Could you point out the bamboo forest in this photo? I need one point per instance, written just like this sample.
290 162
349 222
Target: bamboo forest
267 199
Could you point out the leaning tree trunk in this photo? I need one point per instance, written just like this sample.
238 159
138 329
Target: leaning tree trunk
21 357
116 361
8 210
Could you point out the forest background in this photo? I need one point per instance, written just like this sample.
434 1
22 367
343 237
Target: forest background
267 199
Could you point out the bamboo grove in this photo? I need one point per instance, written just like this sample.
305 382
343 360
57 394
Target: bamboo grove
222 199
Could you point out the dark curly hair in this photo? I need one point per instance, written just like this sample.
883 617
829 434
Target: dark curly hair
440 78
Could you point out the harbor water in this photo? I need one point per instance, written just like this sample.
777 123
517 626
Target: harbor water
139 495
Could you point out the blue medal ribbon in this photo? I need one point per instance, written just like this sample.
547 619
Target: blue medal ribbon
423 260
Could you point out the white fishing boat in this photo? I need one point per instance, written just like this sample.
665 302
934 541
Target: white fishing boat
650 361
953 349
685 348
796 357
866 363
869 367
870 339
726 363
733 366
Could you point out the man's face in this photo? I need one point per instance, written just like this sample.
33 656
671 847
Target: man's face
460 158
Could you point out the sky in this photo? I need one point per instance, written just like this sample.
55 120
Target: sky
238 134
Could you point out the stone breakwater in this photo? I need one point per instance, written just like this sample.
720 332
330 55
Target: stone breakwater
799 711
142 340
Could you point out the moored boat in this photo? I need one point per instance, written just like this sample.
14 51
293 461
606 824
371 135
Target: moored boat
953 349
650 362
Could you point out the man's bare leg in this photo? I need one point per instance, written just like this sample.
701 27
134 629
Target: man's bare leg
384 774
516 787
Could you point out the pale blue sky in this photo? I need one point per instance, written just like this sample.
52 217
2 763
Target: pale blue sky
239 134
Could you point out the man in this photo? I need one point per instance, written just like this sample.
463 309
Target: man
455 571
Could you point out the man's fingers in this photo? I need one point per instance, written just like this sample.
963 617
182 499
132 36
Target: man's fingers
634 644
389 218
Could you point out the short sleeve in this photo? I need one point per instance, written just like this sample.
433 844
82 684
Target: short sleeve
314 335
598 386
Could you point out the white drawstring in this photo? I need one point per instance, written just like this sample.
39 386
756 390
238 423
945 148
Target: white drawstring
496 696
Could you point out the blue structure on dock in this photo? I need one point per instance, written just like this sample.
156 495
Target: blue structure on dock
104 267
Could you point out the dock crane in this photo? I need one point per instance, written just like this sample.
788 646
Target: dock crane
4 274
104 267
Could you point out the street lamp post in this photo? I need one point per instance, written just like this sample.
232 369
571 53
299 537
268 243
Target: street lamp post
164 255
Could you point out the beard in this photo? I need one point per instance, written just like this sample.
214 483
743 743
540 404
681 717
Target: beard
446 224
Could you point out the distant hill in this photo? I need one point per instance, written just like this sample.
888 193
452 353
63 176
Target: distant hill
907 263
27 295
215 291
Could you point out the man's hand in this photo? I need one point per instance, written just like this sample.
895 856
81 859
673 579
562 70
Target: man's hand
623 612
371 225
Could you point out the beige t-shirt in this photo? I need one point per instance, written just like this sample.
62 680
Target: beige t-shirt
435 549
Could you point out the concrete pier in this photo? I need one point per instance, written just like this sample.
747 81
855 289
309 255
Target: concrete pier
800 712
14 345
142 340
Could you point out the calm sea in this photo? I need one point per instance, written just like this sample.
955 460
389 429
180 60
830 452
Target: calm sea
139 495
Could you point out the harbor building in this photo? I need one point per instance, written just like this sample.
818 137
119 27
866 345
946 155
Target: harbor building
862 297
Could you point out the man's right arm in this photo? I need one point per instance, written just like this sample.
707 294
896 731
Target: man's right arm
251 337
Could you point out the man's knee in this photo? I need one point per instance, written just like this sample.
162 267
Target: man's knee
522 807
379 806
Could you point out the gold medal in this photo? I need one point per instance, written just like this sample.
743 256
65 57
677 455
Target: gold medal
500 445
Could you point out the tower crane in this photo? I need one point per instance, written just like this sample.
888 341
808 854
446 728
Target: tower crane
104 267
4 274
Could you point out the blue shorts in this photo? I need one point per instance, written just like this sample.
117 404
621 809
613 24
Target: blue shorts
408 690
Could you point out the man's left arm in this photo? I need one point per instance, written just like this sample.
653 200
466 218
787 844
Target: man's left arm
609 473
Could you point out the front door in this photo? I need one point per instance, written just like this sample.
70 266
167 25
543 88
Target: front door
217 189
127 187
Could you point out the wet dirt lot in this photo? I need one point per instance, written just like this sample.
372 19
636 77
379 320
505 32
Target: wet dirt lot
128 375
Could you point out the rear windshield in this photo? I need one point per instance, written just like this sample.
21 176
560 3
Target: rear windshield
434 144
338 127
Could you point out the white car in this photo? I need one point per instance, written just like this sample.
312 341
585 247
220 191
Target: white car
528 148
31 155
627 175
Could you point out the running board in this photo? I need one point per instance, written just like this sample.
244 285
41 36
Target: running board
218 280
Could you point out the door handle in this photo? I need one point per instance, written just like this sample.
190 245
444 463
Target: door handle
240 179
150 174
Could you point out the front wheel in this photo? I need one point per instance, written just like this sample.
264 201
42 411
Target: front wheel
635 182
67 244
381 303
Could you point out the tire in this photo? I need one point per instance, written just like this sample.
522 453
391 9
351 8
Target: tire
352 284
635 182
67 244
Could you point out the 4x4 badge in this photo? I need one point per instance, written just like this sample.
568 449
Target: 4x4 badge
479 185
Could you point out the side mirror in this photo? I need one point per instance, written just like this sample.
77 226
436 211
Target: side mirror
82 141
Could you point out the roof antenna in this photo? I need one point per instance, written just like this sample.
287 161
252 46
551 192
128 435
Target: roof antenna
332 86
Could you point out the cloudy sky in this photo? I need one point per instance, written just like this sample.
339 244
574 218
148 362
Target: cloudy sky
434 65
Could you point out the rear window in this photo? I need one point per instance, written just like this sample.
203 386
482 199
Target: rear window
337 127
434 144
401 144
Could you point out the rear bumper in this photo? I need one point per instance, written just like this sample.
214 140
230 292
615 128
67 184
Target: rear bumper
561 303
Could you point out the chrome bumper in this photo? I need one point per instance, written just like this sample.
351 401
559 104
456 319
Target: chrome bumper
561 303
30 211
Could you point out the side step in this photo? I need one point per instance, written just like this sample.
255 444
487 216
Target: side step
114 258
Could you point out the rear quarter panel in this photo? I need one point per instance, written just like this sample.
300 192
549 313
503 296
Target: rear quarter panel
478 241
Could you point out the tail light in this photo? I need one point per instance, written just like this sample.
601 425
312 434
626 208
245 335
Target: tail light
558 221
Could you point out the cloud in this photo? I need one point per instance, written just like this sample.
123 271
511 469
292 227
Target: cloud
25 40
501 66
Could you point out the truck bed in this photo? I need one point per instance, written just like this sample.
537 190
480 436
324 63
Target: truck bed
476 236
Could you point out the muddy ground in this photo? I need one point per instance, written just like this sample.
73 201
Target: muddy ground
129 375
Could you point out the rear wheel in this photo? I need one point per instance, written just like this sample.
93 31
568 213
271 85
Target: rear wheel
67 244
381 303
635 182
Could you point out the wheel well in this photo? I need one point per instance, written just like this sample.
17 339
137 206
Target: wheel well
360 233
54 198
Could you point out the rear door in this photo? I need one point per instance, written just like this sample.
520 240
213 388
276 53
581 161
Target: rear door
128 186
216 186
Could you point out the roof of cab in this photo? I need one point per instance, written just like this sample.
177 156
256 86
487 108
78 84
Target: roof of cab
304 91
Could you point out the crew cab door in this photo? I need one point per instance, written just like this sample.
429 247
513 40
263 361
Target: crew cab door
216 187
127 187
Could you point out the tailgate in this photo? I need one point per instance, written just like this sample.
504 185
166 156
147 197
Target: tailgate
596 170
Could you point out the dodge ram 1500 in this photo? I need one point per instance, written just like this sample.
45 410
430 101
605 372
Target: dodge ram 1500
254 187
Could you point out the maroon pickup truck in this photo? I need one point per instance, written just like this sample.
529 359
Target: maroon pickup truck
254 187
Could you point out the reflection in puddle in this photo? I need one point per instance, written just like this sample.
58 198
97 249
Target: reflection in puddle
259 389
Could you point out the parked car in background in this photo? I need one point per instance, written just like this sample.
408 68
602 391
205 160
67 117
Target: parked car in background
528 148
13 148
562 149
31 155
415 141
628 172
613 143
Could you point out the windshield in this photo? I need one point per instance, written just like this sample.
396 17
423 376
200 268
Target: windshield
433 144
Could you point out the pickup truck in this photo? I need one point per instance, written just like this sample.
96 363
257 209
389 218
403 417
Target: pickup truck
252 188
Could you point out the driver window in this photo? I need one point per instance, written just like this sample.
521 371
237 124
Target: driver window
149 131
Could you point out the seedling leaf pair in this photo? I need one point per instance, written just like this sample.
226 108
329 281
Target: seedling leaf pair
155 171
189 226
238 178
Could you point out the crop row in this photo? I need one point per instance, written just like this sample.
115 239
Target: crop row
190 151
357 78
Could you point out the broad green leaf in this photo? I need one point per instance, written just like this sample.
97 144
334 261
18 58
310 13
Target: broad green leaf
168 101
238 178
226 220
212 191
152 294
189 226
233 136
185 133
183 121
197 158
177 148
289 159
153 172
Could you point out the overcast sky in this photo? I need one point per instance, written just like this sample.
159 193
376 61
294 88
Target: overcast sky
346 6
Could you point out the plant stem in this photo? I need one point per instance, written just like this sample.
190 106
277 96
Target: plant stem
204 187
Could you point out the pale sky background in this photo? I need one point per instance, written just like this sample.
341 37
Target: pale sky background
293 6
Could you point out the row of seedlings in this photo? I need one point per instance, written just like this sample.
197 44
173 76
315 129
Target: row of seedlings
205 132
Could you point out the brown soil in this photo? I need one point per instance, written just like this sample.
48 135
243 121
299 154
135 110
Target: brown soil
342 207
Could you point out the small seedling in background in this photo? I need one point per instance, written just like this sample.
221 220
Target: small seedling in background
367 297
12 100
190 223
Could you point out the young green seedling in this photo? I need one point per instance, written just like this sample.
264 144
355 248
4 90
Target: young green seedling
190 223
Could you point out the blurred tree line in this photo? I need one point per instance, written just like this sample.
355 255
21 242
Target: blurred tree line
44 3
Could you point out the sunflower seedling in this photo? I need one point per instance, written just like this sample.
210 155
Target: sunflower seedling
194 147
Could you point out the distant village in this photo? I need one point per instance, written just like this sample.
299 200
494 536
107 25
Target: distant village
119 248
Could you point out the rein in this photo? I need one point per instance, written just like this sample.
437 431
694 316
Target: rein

▶ _GOAL_
Begin with the line that contains "Could you point out the pale sky" and quote each line after it exactly, stopping after the last line of the data.

▶ _THE OUTPUT_
Could you point out the pale sky background in this photo? I need one point per instance, written just like this sample.
341 37
Target: pale sky background
293 6
Could you point out the row of seedlings in this photo? I need one point per instance, written just like this sample.
197 44
173 76
315 129
Target: row of seedlings
205 132
Could you point out the brown soil in this photo? I need one point per instance, written just like this sample.
48 135
243 121
299 154
135 110
Target: brown soil
342 207
Could you point out the small seedling in background in this photo? I need one point per instance, written just like this sample.
221 220
Target: small seedling in background
367 297
12 100
190 223
Could you point out the young green seedling in this photo? I need one point per instance, written just like this sample.
264 144
355 248
4 90
Target: young green seedling
190 223
Could you point out the blurred tree line in this photo? I need one point per instance, written just like this sample.
355 255
21 242
Target: blurred tree line
44 3
Could you point out the sunflower seedling in this photo? I need one point per instance, written just like this sample.
210 155
Target: sunflower seedling
194 147
Could you point out the distant village in this photo? I need one point per instance, written just like this sample.
299 200
494 536
107 25
Target: distant village
119 248
Could you point out the rein in this photo? I need one point per instance, written just like this sample.
437 431
694 316
Target: rein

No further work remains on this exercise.